*** Data records ***

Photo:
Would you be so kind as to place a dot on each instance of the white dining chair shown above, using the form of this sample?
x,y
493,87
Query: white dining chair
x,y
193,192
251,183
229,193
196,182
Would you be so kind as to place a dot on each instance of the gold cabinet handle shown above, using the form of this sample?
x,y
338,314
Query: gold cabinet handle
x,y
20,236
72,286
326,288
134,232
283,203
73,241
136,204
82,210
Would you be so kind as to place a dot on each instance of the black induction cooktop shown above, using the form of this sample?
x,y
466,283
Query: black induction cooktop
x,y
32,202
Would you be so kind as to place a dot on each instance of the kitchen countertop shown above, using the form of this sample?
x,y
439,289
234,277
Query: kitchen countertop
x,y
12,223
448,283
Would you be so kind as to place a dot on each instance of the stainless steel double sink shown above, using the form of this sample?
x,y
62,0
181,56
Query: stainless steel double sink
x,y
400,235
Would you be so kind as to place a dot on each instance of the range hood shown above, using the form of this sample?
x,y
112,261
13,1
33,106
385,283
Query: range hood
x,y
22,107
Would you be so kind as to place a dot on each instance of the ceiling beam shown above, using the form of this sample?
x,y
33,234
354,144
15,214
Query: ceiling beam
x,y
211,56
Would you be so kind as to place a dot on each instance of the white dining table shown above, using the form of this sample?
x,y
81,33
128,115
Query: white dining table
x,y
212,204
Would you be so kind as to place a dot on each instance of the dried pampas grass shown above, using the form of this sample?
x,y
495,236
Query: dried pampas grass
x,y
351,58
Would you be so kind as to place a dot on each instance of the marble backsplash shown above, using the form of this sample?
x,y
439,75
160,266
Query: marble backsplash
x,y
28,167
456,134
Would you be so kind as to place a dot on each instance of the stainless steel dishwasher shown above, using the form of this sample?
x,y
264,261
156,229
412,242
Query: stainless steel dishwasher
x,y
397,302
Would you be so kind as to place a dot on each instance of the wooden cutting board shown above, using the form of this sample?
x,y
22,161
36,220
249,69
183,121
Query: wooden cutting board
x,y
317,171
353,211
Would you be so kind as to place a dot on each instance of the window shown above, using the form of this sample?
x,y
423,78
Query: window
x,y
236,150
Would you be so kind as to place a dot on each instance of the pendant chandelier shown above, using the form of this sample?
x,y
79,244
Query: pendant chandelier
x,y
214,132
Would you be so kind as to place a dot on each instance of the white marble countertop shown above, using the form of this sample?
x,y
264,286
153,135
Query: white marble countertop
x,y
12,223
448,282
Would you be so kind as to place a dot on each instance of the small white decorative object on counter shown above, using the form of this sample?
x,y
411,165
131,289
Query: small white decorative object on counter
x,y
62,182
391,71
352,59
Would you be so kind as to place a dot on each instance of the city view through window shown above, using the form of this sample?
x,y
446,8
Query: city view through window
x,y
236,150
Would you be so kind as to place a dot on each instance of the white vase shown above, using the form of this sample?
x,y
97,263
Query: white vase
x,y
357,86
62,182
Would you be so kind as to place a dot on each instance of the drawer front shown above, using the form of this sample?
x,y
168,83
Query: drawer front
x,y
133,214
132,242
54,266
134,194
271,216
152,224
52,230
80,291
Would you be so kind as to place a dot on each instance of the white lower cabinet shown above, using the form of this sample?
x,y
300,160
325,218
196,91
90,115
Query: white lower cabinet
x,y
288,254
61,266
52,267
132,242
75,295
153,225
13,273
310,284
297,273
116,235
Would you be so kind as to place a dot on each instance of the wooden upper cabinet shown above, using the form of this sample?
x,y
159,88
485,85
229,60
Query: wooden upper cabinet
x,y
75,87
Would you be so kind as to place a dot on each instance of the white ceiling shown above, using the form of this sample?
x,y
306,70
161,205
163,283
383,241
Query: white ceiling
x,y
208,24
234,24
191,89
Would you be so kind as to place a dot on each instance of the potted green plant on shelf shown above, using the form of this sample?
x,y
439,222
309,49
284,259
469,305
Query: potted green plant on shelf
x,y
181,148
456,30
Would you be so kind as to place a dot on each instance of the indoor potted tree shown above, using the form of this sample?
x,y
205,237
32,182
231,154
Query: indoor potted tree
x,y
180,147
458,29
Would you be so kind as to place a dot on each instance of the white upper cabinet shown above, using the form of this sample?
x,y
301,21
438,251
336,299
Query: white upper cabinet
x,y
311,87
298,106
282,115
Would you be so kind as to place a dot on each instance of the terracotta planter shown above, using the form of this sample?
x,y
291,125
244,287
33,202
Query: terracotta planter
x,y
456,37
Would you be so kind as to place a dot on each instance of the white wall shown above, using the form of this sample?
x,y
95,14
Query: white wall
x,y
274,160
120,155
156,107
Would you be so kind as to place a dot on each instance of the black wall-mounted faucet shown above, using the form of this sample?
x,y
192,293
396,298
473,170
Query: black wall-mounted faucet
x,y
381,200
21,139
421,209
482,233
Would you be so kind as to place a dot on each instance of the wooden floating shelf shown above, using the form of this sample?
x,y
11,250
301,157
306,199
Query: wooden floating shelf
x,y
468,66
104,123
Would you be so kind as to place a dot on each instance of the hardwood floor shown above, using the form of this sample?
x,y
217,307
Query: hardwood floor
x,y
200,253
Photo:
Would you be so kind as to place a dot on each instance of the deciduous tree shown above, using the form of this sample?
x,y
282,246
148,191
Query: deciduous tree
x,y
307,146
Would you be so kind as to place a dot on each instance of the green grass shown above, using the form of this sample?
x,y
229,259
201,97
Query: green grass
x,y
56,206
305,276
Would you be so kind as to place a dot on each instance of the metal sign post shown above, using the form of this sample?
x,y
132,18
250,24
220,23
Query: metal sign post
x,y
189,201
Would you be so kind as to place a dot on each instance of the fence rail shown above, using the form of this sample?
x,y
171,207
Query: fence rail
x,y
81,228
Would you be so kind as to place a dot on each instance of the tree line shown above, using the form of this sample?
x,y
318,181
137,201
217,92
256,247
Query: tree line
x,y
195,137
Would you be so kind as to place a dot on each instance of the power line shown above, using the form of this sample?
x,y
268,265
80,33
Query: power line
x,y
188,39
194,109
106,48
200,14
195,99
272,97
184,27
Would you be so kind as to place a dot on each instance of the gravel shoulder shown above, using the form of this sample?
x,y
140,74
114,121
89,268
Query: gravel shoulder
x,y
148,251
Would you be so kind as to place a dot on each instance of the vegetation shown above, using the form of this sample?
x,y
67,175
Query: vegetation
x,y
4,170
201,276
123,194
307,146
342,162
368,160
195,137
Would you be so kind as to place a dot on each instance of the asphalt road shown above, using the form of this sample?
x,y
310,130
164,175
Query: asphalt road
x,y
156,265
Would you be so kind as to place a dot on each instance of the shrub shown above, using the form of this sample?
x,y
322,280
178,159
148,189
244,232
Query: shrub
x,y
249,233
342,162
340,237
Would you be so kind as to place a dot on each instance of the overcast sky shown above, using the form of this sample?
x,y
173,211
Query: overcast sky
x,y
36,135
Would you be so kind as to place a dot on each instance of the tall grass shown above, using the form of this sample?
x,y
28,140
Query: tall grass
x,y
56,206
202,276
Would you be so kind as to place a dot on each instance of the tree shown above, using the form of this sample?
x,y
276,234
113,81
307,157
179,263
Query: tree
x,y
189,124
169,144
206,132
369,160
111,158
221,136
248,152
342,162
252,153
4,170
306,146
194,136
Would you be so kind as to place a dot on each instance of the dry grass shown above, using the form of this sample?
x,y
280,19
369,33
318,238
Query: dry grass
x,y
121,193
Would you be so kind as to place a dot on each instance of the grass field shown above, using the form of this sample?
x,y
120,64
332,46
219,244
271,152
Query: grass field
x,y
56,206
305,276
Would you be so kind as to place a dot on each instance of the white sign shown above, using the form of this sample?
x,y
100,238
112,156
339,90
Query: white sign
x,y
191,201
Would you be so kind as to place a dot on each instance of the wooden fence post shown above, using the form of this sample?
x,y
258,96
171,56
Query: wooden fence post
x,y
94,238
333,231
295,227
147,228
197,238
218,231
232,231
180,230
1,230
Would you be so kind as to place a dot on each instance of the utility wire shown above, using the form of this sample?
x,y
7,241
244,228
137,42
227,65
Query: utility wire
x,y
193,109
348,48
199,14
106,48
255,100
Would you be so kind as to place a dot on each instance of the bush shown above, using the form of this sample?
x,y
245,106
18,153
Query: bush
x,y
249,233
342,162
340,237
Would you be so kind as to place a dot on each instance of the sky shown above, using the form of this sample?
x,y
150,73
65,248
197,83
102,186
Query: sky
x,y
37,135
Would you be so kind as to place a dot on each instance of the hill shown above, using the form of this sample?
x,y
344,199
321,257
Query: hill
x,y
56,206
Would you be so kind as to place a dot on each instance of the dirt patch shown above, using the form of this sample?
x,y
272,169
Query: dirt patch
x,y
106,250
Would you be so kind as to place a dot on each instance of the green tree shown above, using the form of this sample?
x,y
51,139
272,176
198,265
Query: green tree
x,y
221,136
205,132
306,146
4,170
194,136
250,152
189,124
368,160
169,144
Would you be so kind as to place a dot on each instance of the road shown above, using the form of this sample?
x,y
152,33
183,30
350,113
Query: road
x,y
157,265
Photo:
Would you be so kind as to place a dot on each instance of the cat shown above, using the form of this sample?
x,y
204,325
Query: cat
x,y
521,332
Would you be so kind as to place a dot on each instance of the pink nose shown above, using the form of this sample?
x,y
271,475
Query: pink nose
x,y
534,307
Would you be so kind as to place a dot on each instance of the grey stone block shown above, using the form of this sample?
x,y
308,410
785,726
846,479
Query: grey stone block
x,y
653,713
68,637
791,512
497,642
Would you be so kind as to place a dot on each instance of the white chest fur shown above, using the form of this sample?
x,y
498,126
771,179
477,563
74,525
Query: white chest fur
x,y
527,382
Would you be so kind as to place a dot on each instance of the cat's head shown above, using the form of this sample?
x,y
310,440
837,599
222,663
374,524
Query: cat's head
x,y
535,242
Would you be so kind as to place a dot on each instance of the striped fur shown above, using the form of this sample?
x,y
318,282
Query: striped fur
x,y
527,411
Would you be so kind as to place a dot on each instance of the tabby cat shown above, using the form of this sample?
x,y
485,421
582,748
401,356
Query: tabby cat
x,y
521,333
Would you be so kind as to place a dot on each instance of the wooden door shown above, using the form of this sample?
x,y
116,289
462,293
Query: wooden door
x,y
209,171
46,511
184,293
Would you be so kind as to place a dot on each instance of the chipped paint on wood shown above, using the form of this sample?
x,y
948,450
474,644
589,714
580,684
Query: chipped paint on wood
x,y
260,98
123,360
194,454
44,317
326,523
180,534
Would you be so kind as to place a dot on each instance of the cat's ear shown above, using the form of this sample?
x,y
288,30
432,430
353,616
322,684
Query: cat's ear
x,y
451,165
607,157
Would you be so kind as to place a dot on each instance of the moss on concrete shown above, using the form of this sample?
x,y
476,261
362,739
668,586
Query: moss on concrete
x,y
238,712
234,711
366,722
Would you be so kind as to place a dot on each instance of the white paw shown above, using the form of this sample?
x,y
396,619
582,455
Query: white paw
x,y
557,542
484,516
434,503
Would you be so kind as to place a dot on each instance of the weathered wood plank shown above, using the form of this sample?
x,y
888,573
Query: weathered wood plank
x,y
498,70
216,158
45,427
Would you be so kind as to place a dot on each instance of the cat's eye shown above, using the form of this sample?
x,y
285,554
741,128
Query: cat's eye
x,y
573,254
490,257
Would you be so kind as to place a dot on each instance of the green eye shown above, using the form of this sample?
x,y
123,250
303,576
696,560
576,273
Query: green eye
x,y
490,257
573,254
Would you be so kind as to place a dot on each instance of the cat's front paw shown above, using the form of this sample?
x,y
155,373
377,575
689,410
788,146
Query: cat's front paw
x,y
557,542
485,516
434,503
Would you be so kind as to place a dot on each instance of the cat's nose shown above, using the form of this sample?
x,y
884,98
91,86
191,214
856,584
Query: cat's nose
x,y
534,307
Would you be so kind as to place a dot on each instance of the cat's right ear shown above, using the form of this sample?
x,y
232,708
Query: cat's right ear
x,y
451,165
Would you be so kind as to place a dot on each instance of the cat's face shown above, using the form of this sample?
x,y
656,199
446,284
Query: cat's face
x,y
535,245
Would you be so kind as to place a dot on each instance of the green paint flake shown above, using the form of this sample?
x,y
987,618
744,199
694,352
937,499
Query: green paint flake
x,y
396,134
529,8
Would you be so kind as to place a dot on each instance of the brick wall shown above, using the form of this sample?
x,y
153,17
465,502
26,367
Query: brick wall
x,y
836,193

*** End of Data records ***

**Exercise details:** Copy out the lines beginning at the one that contains "Query: cat's nose". Stop at the final line of the data, and include it.

**Finished task:**
Query: cat's nose
x,y
534,307
Would you be so kind as to place a dot on each instance of the cat's right ear shown above, using the form of this sample?
x,y
232,708
Query: cat's right ear
x,y
451,165
Would you be so kind as to place a dot on each instance of the cat's face shown above, using the form of this sample?
x,y
656,199
446,284
Query: cat's face
x,y
535,245
Would you be so kind as to place a dot on each instance of the green paint flake shown above, using the form of this sample?
x,y
987,618
744,199
694,352
937,499
Query: green paint flake
x,y
396,134
529,8
Would you be so kind as to place a dot on each instance of the brick wall shown above, using the form of this sample?
x,y
153,17
465,502
26,367
Query: brick wall
x,y
836,193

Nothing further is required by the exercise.